Point annotation records:

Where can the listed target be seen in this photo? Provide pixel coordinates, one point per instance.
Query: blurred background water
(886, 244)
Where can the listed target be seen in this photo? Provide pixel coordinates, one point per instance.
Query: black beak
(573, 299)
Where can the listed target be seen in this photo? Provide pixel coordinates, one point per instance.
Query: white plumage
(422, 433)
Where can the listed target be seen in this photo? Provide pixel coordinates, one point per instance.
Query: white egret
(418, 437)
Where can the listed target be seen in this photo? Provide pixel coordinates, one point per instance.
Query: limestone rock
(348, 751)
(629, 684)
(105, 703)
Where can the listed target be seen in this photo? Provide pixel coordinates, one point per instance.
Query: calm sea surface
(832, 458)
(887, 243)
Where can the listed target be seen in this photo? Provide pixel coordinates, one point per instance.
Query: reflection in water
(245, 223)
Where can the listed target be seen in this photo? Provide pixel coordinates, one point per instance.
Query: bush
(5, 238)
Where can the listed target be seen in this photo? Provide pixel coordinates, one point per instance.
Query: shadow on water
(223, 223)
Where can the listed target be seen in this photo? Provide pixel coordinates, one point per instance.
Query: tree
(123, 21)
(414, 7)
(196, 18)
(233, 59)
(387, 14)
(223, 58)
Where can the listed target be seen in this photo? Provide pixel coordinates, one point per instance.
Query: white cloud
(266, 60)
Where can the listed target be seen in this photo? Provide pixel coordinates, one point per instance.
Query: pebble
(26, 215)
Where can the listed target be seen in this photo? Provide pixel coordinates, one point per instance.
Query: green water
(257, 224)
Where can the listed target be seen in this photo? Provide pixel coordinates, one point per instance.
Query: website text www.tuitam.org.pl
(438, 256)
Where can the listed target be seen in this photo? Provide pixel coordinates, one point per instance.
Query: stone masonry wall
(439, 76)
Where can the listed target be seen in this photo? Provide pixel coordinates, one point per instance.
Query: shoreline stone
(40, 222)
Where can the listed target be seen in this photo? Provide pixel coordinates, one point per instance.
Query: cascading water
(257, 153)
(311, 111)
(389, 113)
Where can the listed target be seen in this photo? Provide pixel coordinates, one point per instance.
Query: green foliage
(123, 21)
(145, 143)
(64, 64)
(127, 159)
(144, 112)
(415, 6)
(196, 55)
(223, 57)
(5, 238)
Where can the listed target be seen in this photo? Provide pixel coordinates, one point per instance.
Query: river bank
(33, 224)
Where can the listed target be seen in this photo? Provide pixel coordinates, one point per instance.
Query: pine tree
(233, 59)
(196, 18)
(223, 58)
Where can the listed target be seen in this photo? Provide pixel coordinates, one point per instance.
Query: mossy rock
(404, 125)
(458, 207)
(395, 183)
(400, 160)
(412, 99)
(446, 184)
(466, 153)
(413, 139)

TASK TO CARRY OUT: Set down every record above exactly as given.

TASK RESULT:
Where can the listed target be seen in this photo? Provide pixel coordinates, one point per instance.
Query: blurred background water
(886, 244)
Where can the listed target be seen in this photo? Provide pixel coordinates, one point per instance.
Query: black beak
(573, 299)
Where can the listed target be seen in this photo? Provide pixel coordinates, one point per instance.
Query: white plumage
(422, 433)
Where can the listed target be seen in this photo? Provide pixel coordinates, one point per instance.
Query: white egret
(418, 437)
Where can the listed target be seen in this photo? Provide pixel coordinates, one point per instance.
Query: limestone rock
(348, 751)
(629, 684)
(105, 703)
Where can the listed target be seen in this photo? Provide pixel coordinates, one point per instance.
Query: calm sea surface
(832, 458)
(887, 243)
Where can the listed target be seen in this photo? Provide pixel coordinates, one point per instance.
Query: reflection in water
(245, 223)
Where can the listed target be seen in this photo? Provide pixel coordinates, one point per instance.
Query: bush
(5, 238)
Where can the listed target be seen in this photo? Provide pixel coordinates, one point per instance.
Query: shadow on water
(223, 223)
Where can the listed target be seen in this photo? Provide pixel coordinates, one point per instance.
Query: tree
(123, 21)
(414, 7)
(196, 18)
(233, 59)
(387, 14)
(223, 58)
Where can the listed target be seen in this photo? Provide pixel coordinates, one point per instance.
Query: white cloud
(266, 60)
Where can the listed target be seen in this photo? Provide pixel coordinates, one point per instance.
Query: pebble
(26, 215)
Where can the listed target be seen in this photo? Provide pixel coordinates, one point per instance.
Query: green water
(257, 224)
Where can the listed target be seen in this photo? Provide pixel coordinates, one point per instance.
Query: website text www.tuitam.org.pl
(438, 256)
Where can the listed target be seen in this photo? Provide pixel coordinates, one point per instance.
Query: stone masonry wall
(439, 76)
Where can the listed target be seen in this photo? Provide pixel coordinates, one point per instance.
Query: shoreline stone
(40, 222)
Where can the listed target be seen in this photo? Provide pixel coordinates, one point per instance.
Query: cascading water
(257, 153)
(311, 111)
(389, 113)
Where can the listed target be seen in this photo? Provide pixel coordinates, one point per instance.
Query: green foliage
(123, 21)
(145, 143)
(64, 64)
(127, 159)
(144, 112)
(415, 6)
(196, 55)
(223, 57)
(5, 238)
Where can the listed target be seen in this photo? Provide pixel coordinates, one point per instance.
Query: river bank
(33, 224)
Where can the listed target be seen in this photo? Provide pixel coordinates, one point per instance.
Query: pine tree
(233, 59)
(196, 18)
(223, 58)
Where can the listed target be seen in this photo? Provide pixel coordinates, one point per instance.
Query: mossy rock
(404, 125)
(458, 207)
(395, 183)
(400, 160)
(412, 99)
(446, 184)
(466, 153)
(413, 139)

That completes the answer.